## [STATED PROBLEM 1]
Translate this sentence from the dissertation abstract below into Spanish: "The pressure sensors in each belt allow every message to be associated with a physical vehicle passing over that belt."
## [STATED PROBLEM 2]
Continue the dissertation abstract on traffic incident notification below, picking up after its final sentence.

## [QUOTED TEXT]
— BEGIN —
Date of Award

Spring 2011

Document Type

Dissertation

Degree Name

Doctor of Philosophy (PhD)

Department

Computer Science

Committee Director

Stephan Olariu

Committee Member

Hussien Abdel-Wahab

Committee Member

Ravi Mukkamala

Committee Member

Michele C. Weigle

Committee Member

Mecit Cetin

Abstract

The US Department of Transportation (US-DOT) estimates that over half of all congestion events are caused by highway incidents rather than by rush-hour traffic in big cities. The US-DOT also notes that in a single year, congested highways due to traffic incidents cost over $75 billion in lost worker productivity and over 8.4 billion gallons of fuel. Further, the National Highway Traffic Safety Administration (NHTSA) indicates that congested roads are one of the leading causes of traffic accidents, and in 2005 an average of 119 persons died each day in motor vehicle accidents.

Recently, Vehicular Ad-hoc Networks (VANET) employing a combination of Vehicle-to-Vehicle (V2V) and Vehicle-to-Infrastructure (V2I) wireless communication have been proposed to alert drivers to traffic events including accidents, lane closures, slowdowns, and other traffic-safety issues.

In this thesis, we propose a novel framework for incident detection and notification dissemination in VANETs. This framework consists of three main components: a system architecture, a traffic incident detection engine and a notification dissemination mechanism. The basic idea of our framework is to collect and aggregate traffic-related data from passing cars and to use the aggregated information to detect traffic anomalies. Finally, the suitably filtered aggregated information is disseminated to alert drivers about traffic delays and incidents.

The first contribution of this thesis is an architecture for the notification of traffic incidents, NOTICE for short. In NOTICE, sensor belts are embedded in the road at regular intervals, every mile or so. Each belt consists of a collection of pressure sensors, a simple aggregation and fusion engine, and a few small transceivers. The pressure sensors in each belt allow every message to be associated with a physical vehicle passing over that belt. Thus, no one vehicle can pretend to be multiple vehicles and then, is no need for an ID to be assigned to vehicles.
— END —
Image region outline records
— BEGIN —
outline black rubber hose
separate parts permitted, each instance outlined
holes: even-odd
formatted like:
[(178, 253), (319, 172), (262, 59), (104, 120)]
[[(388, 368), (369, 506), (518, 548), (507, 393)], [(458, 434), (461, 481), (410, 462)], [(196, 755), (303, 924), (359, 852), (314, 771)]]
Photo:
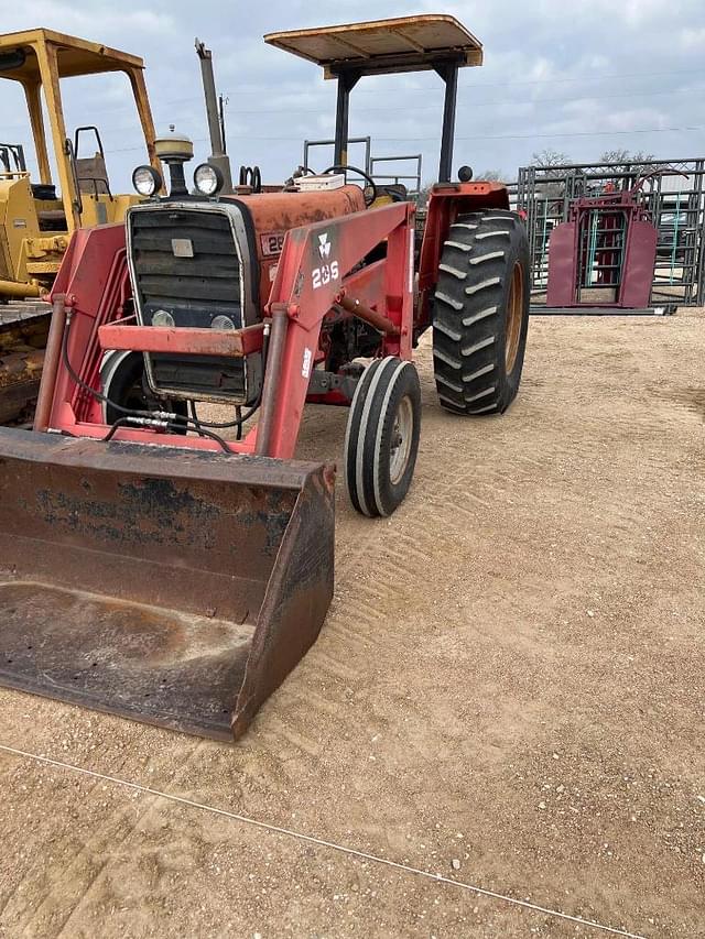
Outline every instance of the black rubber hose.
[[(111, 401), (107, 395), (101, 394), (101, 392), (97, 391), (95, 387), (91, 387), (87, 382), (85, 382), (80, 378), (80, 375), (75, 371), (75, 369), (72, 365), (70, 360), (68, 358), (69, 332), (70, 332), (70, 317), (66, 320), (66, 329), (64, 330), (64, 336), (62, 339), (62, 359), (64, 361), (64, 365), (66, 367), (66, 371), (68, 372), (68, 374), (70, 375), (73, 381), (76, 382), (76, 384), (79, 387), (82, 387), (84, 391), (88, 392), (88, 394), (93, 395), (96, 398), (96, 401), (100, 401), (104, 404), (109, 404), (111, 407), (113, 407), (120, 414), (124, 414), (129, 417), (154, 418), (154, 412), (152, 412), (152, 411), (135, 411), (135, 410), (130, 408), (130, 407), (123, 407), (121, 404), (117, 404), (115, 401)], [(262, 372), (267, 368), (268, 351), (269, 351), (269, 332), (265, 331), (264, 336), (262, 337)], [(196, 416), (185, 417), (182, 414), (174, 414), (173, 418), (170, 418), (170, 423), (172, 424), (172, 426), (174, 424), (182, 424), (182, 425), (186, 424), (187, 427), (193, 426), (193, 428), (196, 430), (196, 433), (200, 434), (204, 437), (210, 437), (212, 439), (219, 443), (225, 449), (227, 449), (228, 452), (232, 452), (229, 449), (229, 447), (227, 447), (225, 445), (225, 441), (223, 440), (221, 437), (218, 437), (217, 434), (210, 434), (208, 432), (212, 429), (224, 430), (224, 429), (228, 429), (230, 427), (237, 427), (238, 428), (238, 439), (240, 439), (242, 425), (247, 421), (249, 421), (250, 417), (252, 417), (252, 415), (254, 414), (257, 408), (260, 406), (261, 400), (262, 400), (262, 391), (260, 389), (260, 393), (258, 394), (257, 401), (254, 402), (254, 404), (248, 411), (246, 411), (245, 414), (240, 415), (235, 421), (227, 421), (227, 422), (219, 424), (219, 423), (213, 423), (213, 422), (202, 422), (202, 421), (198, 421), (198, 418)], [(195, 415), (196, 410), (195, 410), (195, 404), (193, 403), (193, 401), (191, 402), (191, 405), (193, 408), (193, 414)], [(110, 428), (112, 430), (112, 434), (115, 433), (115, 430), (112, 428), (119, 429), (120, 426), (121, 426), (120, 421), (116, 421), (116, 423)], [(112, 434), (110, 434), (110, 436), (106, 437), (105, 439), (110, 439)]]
— END —
## [RESULT 1]
Los sensores de presión de cada banda permiten asociar cada mensaje a un vehículo físico que pasa por encima de esa banda.

## [RESULT 2]
Vehicles in NOTICE are fitted with a tamper-resistant Event Data Recorder (EDR), very much like the well-known black-boxes onboard commercial aircraft. EDRs are responsible for storing vehicles behavior between belts such as acceleration, deceleration and lane changes. Importantly, drivers can provide input to the EDR, using a simple menu, either through a dashboard console or through verbal input.

The second contribution of this thesis is to develop incident detection techniques that use the information provided by cars in detecting possible incidents and traffic anomalies using intelligent inference techniques. For this purpose, we developed deterministic and probabilistic techniques to detect both blocking incidents, accidents for examples, as well as non-blocking ones such as potholes. To the best of our knowledge, our probabilistic technique is the first VANET based automatic incident detection technique that is capable of detecting both blocking and non blocking incidents.

Our third contribution is to provide an analysis for vehicular traffic proving that VANETs tend to be disconnected in many highway scenarios, consisting of a collection of disjoint clusters. We also provide an analytical way to compute the expected cluster size and we show that clusters are quite stable over time. To the best of our knowledge, we are the first in the VANET community to prove analytically that disconnection is the norm rather than the exceptions in VANETs.

Our fourth contribution is to develop data dissemination techniques specifically adapted to VANETs. With VANETs disconnection in mind, we developed data dissemination approaches that efficiently propagate messages between cars and belts on the road. We proposed two data dissemination techniques, one for divided roads and another one for undivided roads. We also proposed a probabilistic technique used by belts to determine how far should an incident notification be sent to alert approaching drivers.

Our fifth contribution is to propose a security technique to avoid possible attacks from malicious drivers as well as preserving driver's privacy in data dissemination and notification delivery in NOTICE. We also proposed a belt clustering scheme to reduce the probability of having a black-hole in the message dissemination while reducing also the operational burden if a belt is compromised.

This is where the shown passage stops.